Task description » In the passage on Burleson AHA's protests below, what name does the group give its new strategy of standing outside high schools with signs?

Passage shown »
**********
Traffic was slightly better on the second outing, and they got words of support from several passersby, most notably a rodeo clown, a "doomsday-prepper guy" and a Mennonite, who also gave them apples. Encouraging, but as Ragon tells the camera, "We didn't have anyone turn away," which was what they had hoped.

So, Burleson AHA embarked on a new strategy. Dubbed Project Re-education, it involves standing on the public right-of-way just outside North Texas high schools with the same type of signs they held in front of the abortion clinics. So far, they've hit schools in Crowley, Burleson, Little Elm and Fort Worth.

The group explains its mission on its Facebook page:

People have traditionally referred to counseling outside the abortion "clinics" as being on the "front lines" in this culture of death. Abolitionists disagree.

The abortion "clinic" is the Final Line in the day to day battle but there are many other places where young souls can be reached with the truth, justice, and mercy of God long before they find themselves stumbling to the slaughter.

Chief among these is the public High School.

See also: Someone Stole a Rubber Fetus From an Anti-Abortion Protest. The Catholic Pro-Life Committee Is Not Amused.

Controversy, of course, ensued, as WFAA reported last night.

Not that Ragon is going to change his approach, which he describes in another YouTube clip as "Christ-like." He and his fellow abolitionists are on a mission ordained by God.

That's in stark contrast to a previous mission he took part in. Here's how he describes it:

Right out of high school, I got in some trouble and went to prison for it. God showed me a little bit about Himself during that time, I think, but I'm not sure it made a big enough impact on me. ...I was really kind of wallowing in a bunch of different sins and some of the commons pitfalls for a man, some of the things that man's heart craves.

And here's how federal prosecutors described it in a 2008 press release

According to documents filed in the case, on July 4, 2007, state and federal law enforcement seized a "Molotov cocktail," that consisted of a liquor-type glass bottle containing a liquid and granular mixture of gasoline and chlorine with a wick made of cloth material protruding out of the bottle mouth from this mixture, which had been placed next to a church under construction in Johnson County, Texas. The Bureau of Alcohol, Tobacco, Firearms and Explosives (ATF) determined that this destructive device was an incendiary bomb, or similar device.
**********
Referring expression data
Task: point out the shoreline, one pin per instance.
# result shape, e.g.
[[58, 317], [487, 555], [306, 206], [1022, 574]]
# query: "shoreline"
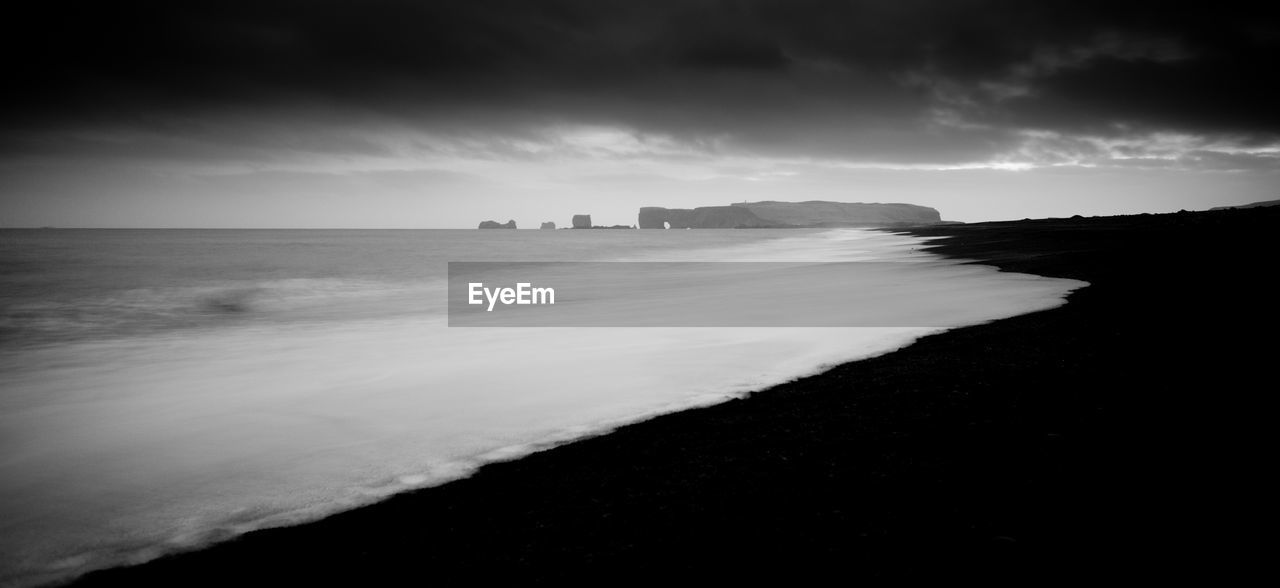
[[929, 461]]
**********
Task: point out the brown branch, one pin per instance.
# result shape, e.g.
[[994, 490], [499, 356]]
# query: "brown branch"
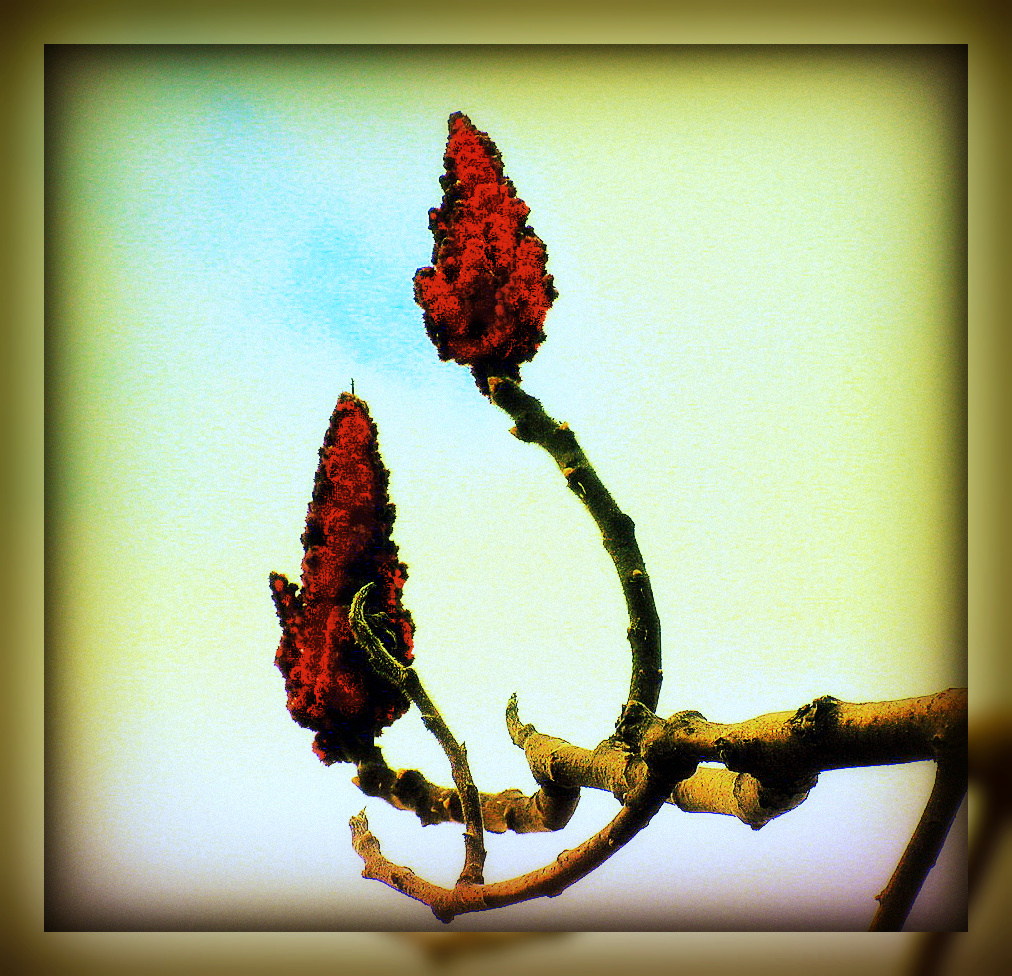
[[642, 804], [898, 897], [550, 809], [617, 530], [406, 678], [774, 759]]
**********
Answer section » Project Re-education